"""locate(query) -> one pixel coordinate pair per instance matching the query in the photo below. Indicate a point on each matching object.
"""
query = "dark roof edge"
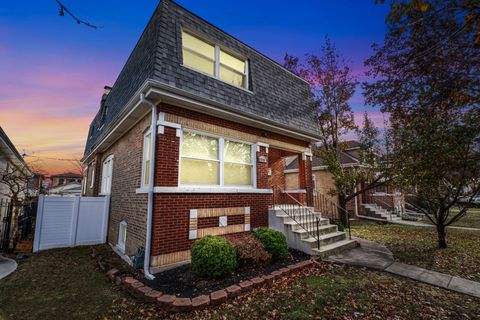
(9, 144)
(312, 136)
(129, 56)
(248, 46)
(147, 86)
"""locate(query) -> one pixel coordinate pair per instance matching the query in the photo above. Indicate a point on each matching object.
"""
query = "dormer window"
(214, 61)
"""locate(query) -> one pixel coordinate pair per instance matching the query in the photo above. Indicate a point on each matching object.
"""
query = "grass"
(470, 220)
(61, 283)
(418, 246)
(66, 284)
(334, 292)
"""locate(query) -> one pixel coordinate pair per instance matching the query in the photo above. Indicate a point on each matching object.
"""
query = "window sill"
(141, 190)
(295, 191)
(218, 79)
(210, 190)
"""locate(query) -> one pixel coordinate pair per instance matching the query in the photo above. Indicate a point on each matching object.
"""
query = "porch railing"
(305, 218)
(331, 210)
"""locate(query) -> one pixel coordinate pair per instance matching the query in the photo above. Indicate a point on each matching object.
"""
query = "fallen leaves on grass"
(418, 246)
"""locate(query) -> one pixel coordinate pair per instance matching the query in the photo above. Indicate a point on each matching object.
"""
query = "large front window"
(210, 59)
(215, 161)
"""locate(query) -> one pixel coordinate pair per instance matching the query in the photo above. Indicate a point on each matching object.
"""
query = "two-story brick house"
(191, 138)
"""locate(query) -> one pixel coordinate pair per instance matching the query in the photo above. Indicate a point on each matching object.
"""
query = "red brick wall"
(97, 165)
(228, 124)
(167, 158)
(125, 203)
(171, 216)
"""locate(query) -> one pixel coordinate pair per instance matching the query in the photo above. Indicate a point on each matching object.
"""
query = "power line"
(49, 158)
(64, 10)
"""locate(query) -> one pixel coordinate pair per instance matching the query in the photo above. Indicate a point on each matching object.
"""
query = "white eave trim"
(205, 190)
(295, 191)
(189, 100)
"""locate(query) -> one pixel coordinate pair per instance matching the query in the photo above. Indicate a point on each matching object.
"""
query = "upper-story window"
(214, 61)
(107, 175)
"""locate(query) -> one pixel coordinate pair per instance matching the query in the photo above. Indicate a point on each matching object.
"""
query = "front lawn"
(418, 246)
(470, 220)
(67, 284)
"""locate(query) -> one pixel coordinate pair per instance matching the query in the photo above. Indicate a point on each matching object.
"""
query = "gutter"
(148, 236)
(151, 86)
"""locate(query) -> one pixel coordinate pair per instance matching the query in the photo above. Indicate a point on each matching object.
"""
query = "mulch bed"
(184, 282)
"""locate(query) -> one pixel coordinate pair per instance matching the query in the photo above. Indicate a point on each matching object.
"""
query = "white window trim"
(216, 61)
(93, 177)
(85, 178)
(143, 184)
(221, 185)
(120, 241)
(108, 189)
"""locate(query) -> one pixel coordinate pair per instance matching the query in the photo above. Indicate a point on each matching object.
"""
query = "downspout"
(356, 202)
(148, 238)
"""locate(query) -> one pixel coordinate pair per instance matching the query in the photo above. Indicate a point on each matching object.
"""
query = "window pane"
(232, 62)
(197, 62)
(147, 144)
(147, 173)
(198, 146)
(237, 152)
(198, 45)
(199, 172)
(237, 174)
(232, 77)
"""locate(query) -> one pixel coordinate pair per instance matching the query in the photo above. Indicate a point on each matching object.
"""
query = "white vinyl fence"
(70, 221)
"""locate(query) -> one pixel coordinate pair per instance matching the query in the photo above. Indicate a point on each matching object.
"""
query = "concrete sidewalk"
(375, 256)
(423, 224)
(7, 266)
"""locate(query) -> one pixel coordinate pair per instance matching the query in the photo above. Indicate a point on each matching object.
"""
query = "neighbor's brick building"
(227, 118)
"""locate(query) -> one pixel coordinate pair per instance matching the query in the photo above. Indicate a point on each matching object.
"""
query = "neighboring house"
(69, 189)
(192, 136)
(385, 196)
(65, 178)
(12, 163)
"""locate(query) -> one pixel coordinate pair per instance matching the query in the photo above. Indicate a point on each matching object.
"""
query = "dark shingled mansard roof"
(349, 156)
(274, 93)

####################

Each record above is to be restated exactly, with its pictures removed from the copy.

"""locate(query) -> one pixel coordinate pair per instance matching the query in the photo below. Indicate a point on each matching object.
"""
query = "dark roof edge"
(9, 144)
(312, 136)
(129, 56)
(248, 46)
(147, 86)
"""locate(query) -> one pixel coordinate pair per instance matching the query in the photo above. Indicate a point on each matching object.
"""
query = "dormer window"
(214, 61)
"""locate(query) -> one pixel coordinate pair per instance matching the query in the photo above. Indicate a point on each matching object.
"""
query = "grass"
(470, 220)
(61, 283)
(418, 246)
(66, 284)
(334, 292)
"""locate(query) -> one pixel coordinate pair per instance matching the query in the photo above. Indicate a point on each matching object.
"""
query = "window sill"
(141, 190)
(295, 191)
(218, 79)
(210, 190)
"""locate(query) -> one pixel coordinate pair per instance matching the query in the photo above. Indicate a point on each matching object.
"""
query = "porch railing"
(305, 218)
(331, 210)
"""locate(query) -> one pixel coordinate pair per instance matching the query in the photo above. Indicate a point on each matching object.
"""
query = "fallen leaves on grass"
(418, 246)
"""locate(query) -> one pixel coordinate pair per instance matching the query in the photo above. Indicate a point on each matching object.
"""
query = "large front window"
(210, 59)
(215, 161)
"""locate(query) -> one pixel coordinate pair per instance matching the query in the photo above. Indicate a point on each matching object.
"""
query = "two-story brick house"
(191, 138)
"""locate(query) -> one pixel coordinate pair per instance matching the query in the photo above. Indicate a point on each matching object.
"""
query = "red brick wall"
(97, 165)
(228, 124)
(167, 158)
(125, 203)
(171, 216)
"""locate(query) -> one pixel coordinate pair per instance matching the query in the photo above. Indicate a point on each matching object.
"""
query = "power line"
(49, 158)
(64, 10)
"""locate(query) -> one pixel coordinate pair per instance matching the query in the photo above. Indicate a point on each matching object.
"""
query = "white eave trim"
(205, 190)
(295, 191)
(189, 100)
"""locate(query) -> one pixel coordinate pair per instance matching the query in the photo above. Indicate a point on each matching object.
"""
query = "upper-story window"
(214, 61)
(107, 175)
"""locate(query) -> one pixel coordinate pair per instance matching the query in the photo above. Indicate a point on each matching object.
"""
query = "front lawn"
(418, 246)
(470, 220)
(67, 284)
"""locate(query) -> one pixel coordinate pair per instance matching the query in the photo above. Indicate a point on each matching object.
"""
query = "gutter"
(148, 236)
(151, 86)
"""locate(query) -> one pixel coordinate pair per instance matching the query in the photo above. Indicate a point on each matching object.
"""
query = "mulch bed"
(184, 282)
"""locate(query) -> one pixel coordinate pair per instance matching the query in the photo above. Indicate a point on each matching object.
"""
query = "white window trim"
(216, 61)
(93, 177)
(85, 178)
(143, 184)
(221, 185)
(120, 241)
(108, 189)
"""locate(query) -> one pixel coordinate pair per instance matching the query in the photo above. Indicate a point on each matching object.
"""
query = "downspout"
(356, 202)
(148, 238)
"""locate(query) -> one pixel coordinate pair per instance matching the query in the photo above. Indicate a point on each matching object.
"""
query = "window pane"
(232, 62)
(197, 62)
(147, 144)
(147, 173)
(198, 146)
(237, 152)
(198, 45)
(199, 172)
(237, 174)
(232, 77)
"""locate(query) -> one pixel coordinate pair per instance matching the query in the photo above. Indicate a point on each matching object.
"""
query = "white vinyl fence"
(70, 221)
"""locate(query) -> one pixel coordinate pair per instance matching the query in the photo above. Indicate a point on each matching object.
"""
query = "concrete sidewalk"
(375, 256)
(423, 224)
(7, 266)
"""locate(query) -> one pixel coordinate pair per instance matching the query in the photo above. Indicate a point on each matching object.
"""
query = "neighbor's brick building"
(227, 118)
"""locate(query) -> one pixel coordinate pair per instance matching the query in the photo above. Indicate a point on each matching object.
"""
query = "neighboring house"
(69, 189)
(192, 136)
(385, 196)
(65, 178)
(12, 163)
"""locate(query) -> one pixel coordinate pair per instance matching the query in the photo above. Indicate a point on each matching object.
"""
query = "dark shingled mansard roof"
(349, 156)
(274, 93)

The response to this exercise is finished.